# start of Input records
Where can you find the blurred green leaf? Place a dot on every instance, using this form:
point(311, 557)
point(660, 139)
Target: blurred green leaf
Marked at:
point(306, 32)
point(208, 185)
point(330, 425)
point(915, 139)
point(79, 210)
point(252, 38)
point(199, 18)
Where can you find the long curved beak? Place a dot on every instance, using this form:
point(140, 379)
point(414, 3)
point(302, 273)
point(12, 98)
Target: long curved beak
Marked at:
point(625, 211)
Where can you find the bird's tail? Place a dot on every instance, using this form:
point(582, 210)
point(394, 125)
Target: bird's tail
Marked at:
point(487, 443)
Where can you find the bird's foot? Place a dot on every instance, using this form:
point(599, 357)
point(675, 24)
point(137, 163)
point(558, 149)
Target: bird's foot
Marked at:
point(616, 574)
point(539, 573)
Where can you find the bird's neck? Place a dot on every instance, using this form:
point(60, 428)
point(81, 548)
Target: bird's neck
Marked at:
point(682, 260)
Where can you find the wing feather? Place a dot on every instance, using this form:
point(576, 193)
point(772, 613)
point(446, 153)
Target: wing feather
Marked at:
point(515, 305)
# end of Input records
# start of Input records
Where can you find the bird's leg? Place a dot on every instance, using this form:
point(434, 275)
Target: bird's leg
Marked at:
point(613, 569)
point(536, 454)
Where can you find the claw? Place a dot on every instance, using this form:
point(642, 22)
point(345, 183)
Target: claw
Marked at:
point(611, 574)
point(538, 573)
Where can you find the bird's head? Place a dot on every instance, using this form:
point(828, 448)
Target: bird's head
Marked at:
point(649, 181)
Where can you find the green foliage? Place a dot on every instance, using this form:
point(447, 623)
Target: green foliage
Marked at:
# end of Input records
*What is needed*.
Reproduce every line of the items above, beginning at the line that has "Where can you find the bird's foot?" and stopping after the line that has "point(515, 305)". Add -129 to each number in the marked coordinates listed under every "Marked at:" line, and leave all other lines unchanged.

*Result of the task*.
Where can you find the bird's foot? Place a dot on every instance, using this form:
point(599, 357)
point(675, 24)
point(137, 163)
point(558, 149)
Target: bird's foot
Marked at:
point(487, 445)
point(410, 444)
Where can you find the bird's neck? Place a dot on every instance, using this form:
point(60, 428)
point(81, 548)
Target: bird's neck
Marked at:
point(553, 131)
Where can you find the wing feather? Place a dot on every instance, using this form:
point(576, 193)
point(772, 613)
point(446, 153)
Target: wing feather
Marked at:
point(386, 176)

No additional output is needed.